§ THE EXERCISE
Reproduce each of the records below verbatim, leaving every line unchanged.

begin INPUT DATA

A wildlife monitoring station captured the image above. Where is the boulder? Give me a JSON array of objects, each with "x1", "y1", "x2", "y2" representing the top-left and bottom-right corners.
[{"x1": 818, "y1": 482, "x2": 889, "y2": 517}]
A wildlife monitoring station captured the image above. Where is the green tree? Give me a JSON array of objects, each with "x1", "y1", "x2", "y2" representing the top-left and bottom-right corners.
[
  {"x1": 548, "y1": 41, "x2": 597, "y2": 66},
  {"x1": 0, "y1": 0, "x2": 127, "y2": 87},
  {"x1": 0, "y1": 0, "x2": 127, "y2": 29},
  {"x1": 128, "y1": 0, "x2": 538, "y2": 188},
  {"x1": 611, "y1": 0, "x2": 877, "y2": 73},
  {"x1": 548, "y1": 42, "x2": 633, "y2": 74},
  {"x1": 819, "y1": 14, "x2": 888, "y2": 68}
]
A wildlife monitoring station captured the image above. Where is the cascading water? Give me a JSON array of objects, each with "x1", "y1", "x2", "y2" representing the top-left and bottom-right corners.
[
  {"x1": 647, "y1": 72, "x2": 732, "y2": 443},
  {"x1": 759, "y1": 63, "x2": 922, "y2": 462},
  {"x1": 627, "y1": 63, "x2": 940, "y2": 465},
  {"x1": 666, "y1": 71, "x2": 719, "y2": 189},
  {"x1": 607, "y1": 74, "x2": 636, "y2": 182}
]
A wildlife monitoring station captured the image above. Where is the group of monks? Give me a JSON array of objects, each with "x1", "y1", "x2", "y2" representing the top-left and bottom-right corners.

end INPUT DATA

§ ANSWER TO THE PROBLEM
A wildlife monitoring station captured the image above. Where is the boulder? Give me a JSON array of objects, each with "x1", "y1", "x2", "y2" representing the top-left and bottom-right corners.
[{"x1": 818, "y1": 482, "x2": 889, "y2": 517}]
A wildlife monitoring station captured the image above. Where is the green tree? Give me a JSON array of objects, each with "x1", "y1", "x2", "y2" representing the top-left and bottom-right corners.
[
  {"x1": 548, "y1": 41, "x2": 597, "y2": 66},
  {"x1": 0, "y1": 0, "x2": 127, "y2": 87},
  {"x1": 0, "y1": 0, "x2": 127, "y2": 29},
  {"x1": 128, "y1": 0, "x2": 538, "y2": 188},
  {"x1": 611, "y1": 0, "x2": 877, "y2": 73},
  {"x1": 548, "y1": 42, "x2": 633, "y2": 74},
  {"x1": 819, "y1": 14, "x2": 888, "y2": 68}
]
A wildlife monitoring station captured the image above. Where is the cascading water? Give me a JSON array of objects, each with "x1", "y1", "x2", "y2" representing the top-left and bottom-right corners.
[
  {"x1": 647, "y1": 72, "x2": 732, "y2": 443},
  {"x1": 759, "y1": 63, "x2": 922, "y2": 462},
  {"x1": 627, "y1": 63, "x2": 940, "y2": 465},
  {"x1": 666, "y1": 71, "x2": 719, "y2": 189},
  {"x1": 607, "y1": 74, "x2": 636, "y2": 182}
]
A wildlife monitoring station captured the image above. Where is the group of monks? Give me a JSON array of objects, each with "x1", "y1", "x2", "y2" representing the top-left and bottom-right corners.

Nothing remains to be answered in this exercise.